**Aufgabe 1**
Gib aus dem Text über die Allianz Leben alles von „Es ist eine“ bis hinunter zu „so etwas ein?“ wortgetreu wieder.
**Aufgabe 2**
Wie hoch sind laut dem Text über die Allianz Leben die Kundengelder, die die Lebensversicherung anlegt?
**Aufgabe 3**
Schreibe den Text über die Allianz Leben im Anschluss an seinen letzten Satz weiter.

**Ausgewählter Textauszug**
Allianz-Leben-Chef Andreas Wimmer im Interview: „Für Staatsanleihen bekommen Sie 20 Jahre nichts“
Die größte deutsche Lebensversicherung verabschiedet sich von der vollen Beitragsgarantie. Das soll höhere Renditen bringen. Der Chef sagt, wie.
Es ist eine Zeitenwende, die Deutschlands größte Lebensversicherung, die Allianz Lebensversicherungs-AG, einleitet: Kunden, die im nächsten Jahr eine neue Lebensversicherung bei der Allianz-Tochter abschließen, bekommen weder eine feste Verzinsung garantiert noch können sie sicher sein, dass sie zumindest die eingezahlten Beiträge zurückbekommen. Damit will sich die Lebensversicherung, die Kundengelder in Höhe von 308 Milliarden Euro anlegt, mehr Freiheiten in der Kapitalanlage und höhere Renditechancen verschaffen. Was das bedeutet, erklärt der Chef der Allianz Leben, Andreas Wimmer, im Interview.
Herr Wimmer, wer eine neue Lebensversicherung abschließt, muss sich mit mickrigen Zinsen abfinden. Jetzt streicht die Allianz auch noch die Beitragsgarantie. Wenn es schlecht läuft, bekommen Ihre Kunden später weniger Geld zurück als sie eingezahlt haben. Wer lässt sich denn auf so etwas ein?

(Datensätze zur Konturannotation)
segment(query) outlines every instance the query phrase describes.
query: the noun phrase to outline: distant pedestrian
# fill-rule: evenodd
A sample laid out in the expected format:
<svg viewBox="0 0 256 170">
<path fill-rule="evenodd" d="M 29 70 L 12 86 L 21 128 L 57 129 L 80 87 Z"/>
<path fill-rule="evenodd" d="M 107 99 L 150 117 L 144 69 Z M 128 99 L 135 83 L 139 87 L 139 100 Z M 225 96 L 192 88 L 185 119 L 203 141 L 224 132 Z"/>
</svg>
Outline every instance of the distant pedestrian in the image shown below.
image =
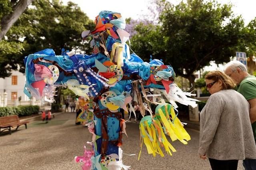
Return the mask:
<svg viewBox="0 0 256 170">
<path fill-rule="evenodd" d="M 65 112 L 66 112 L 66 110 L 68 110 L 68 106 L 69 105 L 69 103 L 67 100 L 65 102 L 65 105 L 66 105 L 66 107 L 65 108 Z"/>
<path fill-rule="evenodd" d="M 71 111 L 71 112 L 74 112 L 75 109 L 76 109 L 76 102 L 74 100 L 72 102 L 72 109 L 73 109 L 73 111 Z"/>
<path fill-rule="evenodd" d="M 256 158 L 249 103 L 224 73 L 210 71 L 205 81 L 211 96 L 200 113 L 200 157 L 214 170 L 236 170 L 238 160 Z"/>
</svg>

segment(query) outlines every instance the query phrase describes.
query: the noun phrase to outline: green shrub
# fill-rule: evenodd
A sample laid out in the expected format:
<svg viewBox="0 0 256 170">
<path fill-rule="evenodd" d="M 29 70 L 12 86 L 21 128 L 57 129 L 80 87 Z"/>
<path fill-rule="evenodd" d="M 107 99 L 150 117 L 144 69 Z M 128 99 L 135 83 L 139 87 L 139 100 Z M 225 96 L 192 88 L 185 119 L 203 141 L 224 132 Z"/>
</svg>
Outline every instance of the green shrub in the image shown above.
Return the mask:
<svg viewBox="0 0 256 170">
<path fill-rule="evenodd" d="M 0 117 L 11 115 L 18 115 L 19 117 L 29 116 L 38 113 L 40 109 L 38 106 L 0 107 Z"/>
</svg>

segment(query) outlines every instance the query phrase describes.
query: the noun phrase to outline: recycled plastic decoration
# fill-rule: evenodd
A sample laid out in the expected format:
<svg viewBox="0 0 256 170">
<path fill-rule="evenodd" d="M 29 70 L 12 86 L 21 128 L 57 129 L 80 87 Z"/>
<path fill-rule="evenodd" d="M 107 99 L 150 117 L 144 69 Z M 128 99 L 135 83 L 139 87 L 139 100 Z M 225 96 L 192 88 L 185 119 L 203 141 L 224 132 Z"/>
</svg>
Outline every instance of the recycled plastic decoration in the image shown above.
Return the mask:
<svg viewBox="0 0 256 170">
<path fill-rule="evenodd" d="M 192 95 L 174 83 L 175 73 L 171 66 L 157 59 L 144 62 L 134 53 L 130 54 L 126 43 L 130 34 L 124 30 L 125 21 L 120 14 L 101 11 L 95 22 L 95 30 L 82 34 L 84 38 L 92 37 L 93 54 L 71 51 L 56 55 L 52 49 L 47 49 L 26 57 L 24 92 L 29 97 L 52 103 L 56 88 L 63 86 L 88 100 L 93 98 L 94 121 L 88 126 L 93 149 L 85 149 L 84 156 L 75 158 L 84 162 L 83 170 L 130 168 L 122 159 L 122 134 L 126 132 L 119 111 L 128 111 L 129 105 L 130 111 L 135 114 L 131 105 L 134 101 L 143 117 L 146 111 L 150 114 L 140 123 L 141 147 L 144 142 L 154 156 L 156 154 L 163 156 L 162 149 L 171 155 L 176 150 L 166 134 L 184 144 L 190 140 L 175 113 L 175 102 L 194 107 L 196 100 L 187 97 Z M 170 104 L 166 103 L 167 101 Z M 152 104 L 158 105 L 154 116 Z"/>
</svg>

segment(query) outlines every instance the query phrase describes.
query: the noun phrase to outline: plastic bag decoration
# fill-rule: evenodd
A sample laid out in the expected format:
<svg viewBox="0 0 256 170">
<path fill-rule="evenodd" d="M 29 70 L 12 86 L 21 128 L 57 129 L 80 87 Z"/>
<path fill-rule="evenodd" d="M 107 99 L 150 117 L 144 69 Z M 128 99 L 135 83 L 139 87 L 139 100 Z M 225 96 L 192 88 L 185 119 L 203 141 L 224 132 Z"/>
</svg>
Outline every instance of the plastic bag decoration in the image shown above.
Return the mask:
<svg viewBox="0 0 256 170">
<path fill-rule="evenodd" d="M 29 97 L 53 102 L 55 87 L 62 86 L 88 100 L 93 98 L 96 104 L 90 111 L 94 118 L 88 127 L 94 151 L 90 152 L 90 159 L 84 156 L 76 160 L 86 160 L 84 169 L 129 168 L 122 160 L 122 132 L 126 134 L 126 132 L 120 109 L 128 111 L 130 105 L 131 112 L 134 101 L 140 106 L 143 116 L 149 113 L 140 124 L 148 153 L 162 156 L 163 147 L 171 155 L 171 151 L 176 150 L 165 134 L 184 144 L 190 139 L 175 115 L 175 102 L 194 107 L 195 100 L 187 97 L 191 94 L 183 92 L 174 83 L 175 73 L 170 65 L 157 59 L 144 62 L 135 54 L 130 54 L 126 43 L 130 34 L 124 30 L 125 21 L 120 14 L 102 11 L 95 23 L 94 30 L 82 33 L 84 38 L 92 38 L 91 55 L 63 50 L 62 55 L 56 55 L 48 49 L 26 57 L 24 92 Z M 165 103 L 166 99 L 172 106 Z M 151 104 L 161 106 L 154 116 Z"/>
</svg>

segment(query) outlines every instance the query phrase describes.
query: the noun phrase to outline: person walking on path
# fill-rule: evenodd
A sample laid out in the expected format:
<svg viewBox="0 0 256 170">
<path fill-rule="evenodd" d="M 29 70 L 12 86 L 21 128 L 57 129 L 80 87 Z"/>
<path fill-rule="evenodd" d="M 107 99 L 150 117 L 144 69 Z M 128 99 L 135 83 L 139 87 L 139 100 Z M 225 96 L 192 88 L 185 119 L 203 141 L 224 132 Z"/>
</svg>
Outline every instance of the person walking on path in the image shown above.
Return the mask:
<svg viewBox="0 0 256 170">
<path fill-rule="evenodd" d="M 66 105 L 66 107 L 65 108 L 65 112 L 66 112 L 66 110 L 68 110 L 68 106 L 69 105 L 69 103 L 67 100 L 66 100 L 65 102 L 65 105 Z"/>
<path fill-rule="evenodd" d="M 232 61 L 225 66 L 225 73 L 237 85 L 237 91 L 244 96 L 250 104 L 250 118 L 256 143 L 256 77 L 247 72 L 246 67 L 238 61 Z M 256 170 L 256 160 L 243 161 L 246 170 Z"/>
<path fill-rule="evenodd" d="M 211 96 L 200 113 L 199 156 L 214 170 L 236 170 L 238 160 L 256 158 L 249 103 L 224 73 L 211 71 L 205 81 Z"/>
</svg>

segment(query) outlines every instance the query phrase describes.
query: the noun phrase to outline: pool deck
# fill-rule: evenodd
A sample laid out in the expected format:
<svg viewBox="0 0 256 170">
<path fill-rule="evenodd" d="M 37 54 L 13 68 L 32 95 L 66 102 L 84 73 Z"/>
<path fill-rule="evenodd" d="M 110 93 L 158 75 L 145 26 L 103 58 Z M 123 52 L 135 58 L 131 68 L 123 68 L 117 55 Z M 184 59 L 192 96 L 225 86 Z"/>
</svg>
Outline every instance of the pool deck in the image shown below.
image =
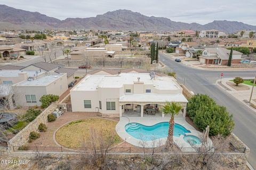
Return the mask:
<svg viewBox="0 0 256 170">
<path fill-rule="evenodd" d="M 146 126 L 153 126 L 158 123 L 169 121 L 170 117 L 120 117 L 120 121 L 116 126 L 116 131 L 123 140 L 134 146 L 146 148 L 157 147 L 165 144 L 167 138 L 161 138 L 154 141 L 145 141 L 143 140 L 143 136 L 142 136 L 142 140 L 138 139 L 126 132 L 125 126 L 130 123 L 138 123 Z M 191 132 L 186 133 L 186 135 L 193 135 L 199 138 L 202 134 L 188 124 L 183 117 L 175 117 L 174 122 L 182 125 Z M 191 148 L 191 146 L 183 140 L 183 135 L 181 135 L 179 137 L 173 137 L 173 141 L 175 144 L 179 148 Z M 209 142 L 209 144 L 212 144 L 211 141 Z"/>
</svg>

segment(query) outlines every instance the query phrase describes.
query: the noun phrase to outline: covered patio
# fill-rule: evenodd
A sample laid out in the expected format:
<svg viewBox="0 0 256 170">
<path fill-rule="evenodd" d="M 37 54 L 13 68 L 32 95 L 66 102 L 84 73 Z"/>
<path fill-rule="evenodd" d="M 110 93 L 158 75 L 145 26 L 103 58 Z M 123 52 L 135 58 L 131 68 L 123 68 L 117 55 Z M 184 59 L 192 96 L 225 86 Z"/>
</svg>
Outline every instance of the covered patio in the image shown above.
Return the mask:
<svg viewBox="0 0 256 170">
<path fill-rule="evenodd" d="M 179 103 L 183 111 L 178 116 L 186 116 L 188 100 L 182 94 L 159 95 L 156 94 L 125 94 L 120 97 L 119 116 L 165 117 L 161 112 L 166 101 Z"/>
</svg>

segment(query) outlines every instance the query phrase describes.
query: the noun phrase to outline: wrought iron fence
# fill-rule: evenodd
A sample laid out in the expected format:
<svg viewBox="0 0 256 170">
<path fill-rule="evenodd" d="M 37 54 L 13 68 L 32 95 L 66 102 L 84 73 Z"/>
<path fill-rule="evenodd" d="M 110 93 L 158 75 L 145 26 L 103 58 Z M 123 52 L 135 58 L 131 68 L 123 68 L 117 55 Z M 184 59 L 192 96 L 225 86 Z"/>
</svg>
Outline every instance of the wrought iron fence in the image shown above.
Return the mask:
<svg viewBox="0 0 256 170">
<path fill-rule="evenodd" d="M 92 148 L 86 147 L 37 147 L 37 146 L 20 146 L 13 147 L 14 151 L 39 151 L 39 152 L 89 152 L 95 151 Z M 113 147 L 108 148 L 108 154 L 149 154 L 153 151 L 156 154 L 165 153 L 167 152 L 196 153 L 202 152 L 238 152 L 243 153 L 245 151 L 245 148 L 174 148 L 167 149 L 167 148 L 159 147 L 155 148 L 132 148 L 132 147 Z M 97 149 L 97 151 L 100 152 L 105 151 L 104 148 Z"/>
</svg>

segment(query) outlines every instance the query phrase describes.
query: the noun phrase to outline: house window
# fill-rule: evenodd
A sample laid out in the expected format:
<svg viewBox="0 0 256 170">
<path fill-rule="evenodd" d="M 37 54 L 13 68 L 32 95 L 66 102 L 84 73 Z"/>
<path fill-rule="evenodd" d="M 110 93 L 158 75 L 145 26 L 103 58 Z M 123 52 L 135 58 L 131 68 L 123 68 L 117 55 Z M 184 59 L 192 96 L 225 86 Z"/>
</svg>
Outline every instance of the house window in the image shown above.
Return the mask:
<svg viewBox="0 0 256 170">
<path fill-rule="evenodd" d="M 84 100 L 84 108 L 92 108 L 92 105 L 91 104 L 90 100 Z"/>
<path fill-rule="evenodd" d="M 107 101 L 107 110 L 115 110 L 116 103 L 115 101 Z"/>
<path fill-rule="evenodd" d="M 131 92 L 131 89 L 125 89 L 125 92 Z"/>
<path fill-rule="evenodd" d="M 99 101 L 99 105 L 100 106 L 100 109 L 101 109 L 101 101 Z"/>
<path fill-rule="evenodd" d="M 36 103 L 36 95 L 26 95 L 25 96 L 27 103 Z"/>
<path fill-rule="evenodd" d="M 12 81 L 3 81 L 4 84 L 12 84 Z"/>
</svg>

**Antwort 1**
Es ist eine Zeitenwende, die Deutschlands größte Lebensversicherung, die Allianz Lebensversicherungs-AG, einleitet: Kunden, die im nächsten Jahr eine neue Lebensversicherung bei der Allianz-Tochter abschließen, bekommen weder eine feste Verzinsung garantiert noch können sie sicher sein, dass sie zumindest die eingezahlten Beiträge zurückbekommen. Damit will sich die Lebensversicherung, die Kundengelder in Höhe von 308 Milliarden Euro anlegt, mehr Freiheiten in der Kapitalanlage und höhere Renditechancen verschaffen. Was das bedeutet, erklärt der Chef der Allianz Leben, Andreas Wimmer, im Interview.
Herr Wimmer, wer eine neue Lebensversicherung abschließt, muss sich mit mickrigen Zinsen abfinden. Jetzt streicht die Allianz auch noch die Beitragsgarantie. Wenn es schlecht läuft, bekommen Ihre Kunden später weniger Geld zurück als sie eingezahlt haben. Wer lässt sich denn auf so etwas ein?

**Antwort 2**
Die Allianz Lebensversicherungs-AG legt Kundengelder in Höhe von 308 Milliarden Euro an.

**Antwort 3**
So niedrig sind die Renditen doch gar nicht. Unsere Überschussbeteiligung liegt bei über drei Prozent. In Zeiten von Null- und Negativzinsen ist das eine Leistung. Aber wir wollen auch in Zukunft attraktiv bleiben. Wenn Sie heute eine Bundesanleihe für 100 Euro kaufen, kriegen Sie in zehn Jahren 95 Euro zurück. Das zeigt, was an den Kapitalmärkten los ist. Wenn wir in einer solchen Phase eine vernünftige Altersvorsorge anbieten wollen, müssen wir uns Spielräume in der Kapitalanlage schaffen. Um das tun zu können, verabschieden wir uns von der hundertprozentigen Beitragsgarantie.
Das Zinsumfeld ist seit Jahren schwierig, bisher sind Sie damit gut zurechtgekommen. Warum ist das jetzt anders?
Die Zinssituation hat sich weiter verschärft. Wir haben schon seit langem Niedrigzinsen, aber vor zwei Jahren sprachen wir noch über rund 1,5 Prozent bei 20-jährigen Anleihen. Jetzt ist es null. Wenn wir heute eine Staatsanleihe kaufen, bekommen wir 20 Jahre lang nichts. Das kann ja nicht das Ziel unserer Kapitalanlage sein. Wir haben mehr als zehn Millionen Kundinnen und Kunden. Und die wollen, dass sich Altersvorsorge für sie lohnt. Deshalb müssen wir unsere Produkte anpassen. Für die Allianz ist das nichts Neues. Wir haben ja schon 2013 mit „Perspektive“ ein Lebensversicherungsprodukt auf den Markt gebracht, das sich von der festen Zinsgarantie verabschiedet hat.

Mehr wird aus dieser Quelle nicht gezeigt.